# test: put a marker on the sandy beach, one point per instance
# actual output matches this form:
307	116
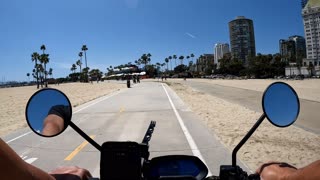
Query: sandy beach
14	100
230	122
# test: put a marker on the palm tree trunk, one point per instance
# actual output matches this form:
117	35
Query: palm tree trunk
45	74
85	57
37	71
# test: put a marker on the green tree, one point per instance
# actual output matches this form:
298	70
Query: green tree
28	75
170	59
175	57
50	72
35	57
73	68
44	59
84	49
80	55
180	68
167	62
192	56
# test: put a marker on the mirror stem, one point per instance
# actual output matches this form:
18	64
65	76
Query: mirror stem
244	140
85	136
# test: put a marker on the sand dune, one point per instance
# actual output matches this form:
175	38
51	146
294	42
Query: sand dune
230	122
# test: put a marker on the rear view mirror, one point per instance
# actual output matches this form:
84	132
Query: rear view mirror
48	112
176	166
281	104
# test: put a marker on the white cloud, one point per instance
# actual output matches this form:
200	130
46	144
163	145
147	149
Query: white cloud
132	3
190	35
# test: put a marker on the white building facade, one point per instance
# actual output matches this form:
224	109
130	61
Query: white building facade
311	20
220	49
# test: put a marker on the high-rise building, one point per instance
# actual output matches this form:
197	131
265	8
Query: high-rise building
293	50
205	62
304	3
311	20
220	49
242	40
287	50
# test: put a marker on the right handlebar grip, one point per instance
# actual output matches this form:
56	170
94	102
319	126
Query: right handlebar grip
254	177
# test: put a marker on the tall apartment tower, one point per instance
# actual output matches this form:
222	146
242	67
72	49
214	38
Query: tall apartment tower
220	49
242	40
311	20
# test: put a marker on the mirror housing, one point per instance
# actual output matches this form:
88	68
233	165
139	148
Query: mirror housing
280	104
48	112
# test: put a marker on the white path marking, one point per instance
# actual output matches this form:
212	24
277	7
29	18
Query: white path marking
31	160
194	148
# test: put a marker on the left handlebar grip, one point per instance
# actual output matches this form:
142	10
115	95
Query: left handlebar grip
254	177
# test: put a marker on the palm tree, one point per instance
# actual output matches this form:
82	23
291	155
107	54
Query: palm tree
44	59
28	74
78	63
50	72
192	56
167	61
41	70
170	58
144	60
73	68
149	57
43	48
175	57
163	64
181	59
187	58
80	55
84	49
35	58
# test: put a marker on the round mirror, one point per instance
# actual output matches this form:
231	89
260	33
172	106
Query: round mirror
281	104
48	112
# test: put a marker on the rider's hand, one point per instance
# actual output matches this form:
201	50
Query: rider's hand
70	173
275	171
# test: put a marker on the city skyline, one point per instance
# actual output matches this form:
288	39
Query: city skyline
118	32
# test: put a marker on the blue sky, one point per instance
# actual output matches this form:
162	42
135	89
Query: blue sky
120	31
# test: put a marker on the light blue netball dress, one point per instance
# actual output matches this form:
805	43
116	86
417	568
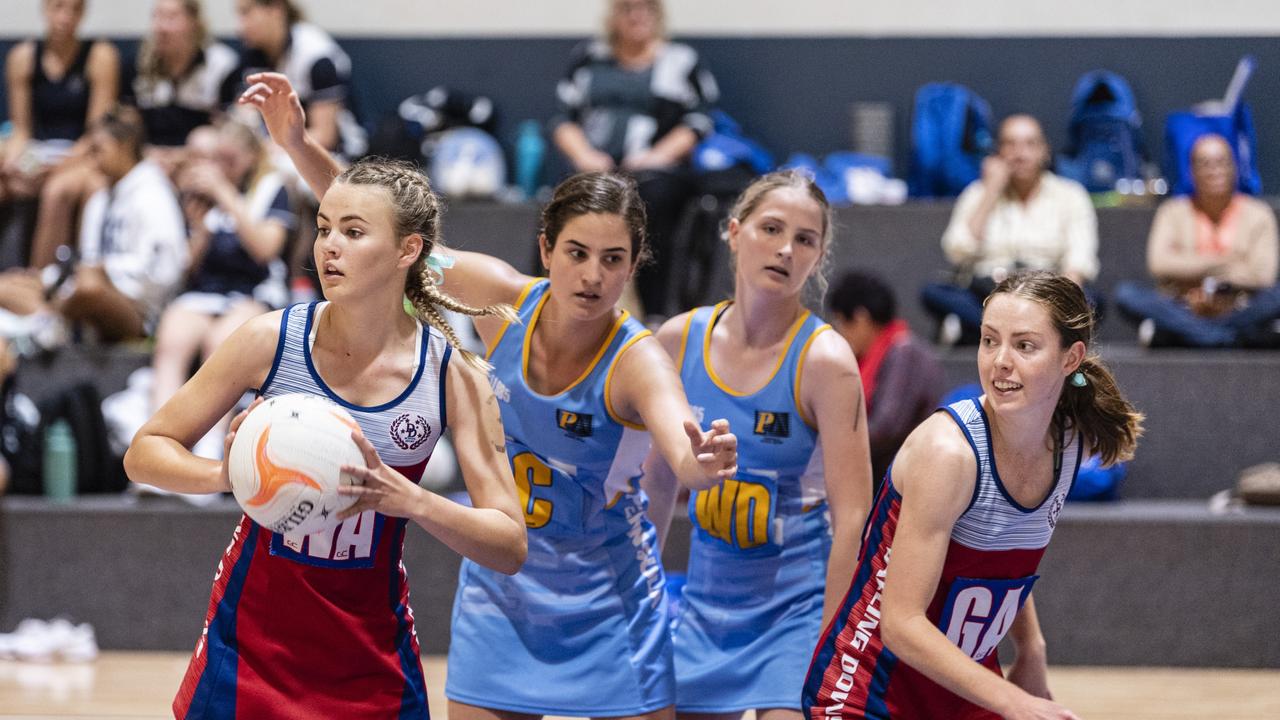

────────

Pick out each line of the material that contains the word "palm" and copy those lines in full.

=== THE REPLY ===
# test: put a marker on the palm tree trunk, one point per instance
Query: palm tree trunk
# test: put a marker on the palm tree, one point per instance
Query: palm tree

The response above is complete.